__WHAT THIS TASK INVOLVES__
Count the lines below that contain the string "find", and give only that number.

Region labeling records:
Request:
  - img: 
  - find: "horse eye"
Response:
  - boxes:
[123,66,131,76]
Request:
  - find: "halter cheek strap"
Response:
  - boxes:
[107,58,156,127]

* * *

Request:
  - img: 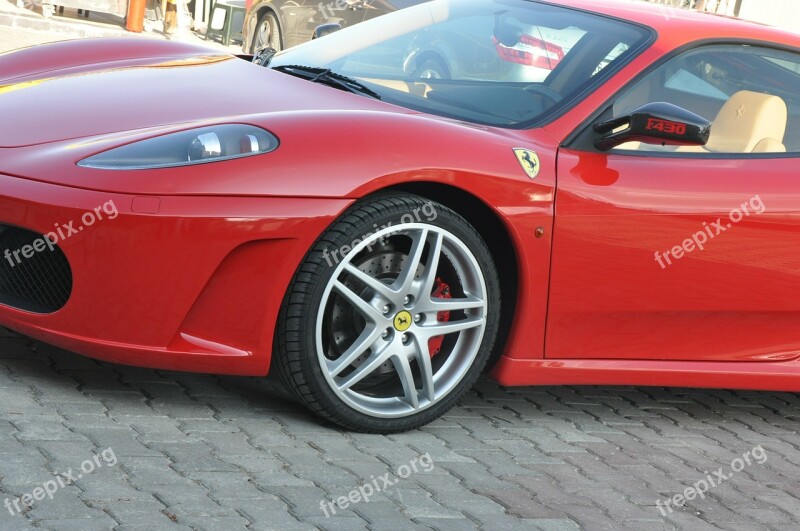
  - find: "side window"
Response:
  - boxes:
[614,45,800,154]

__RESPONSE FOR THIS EXERCISE__
3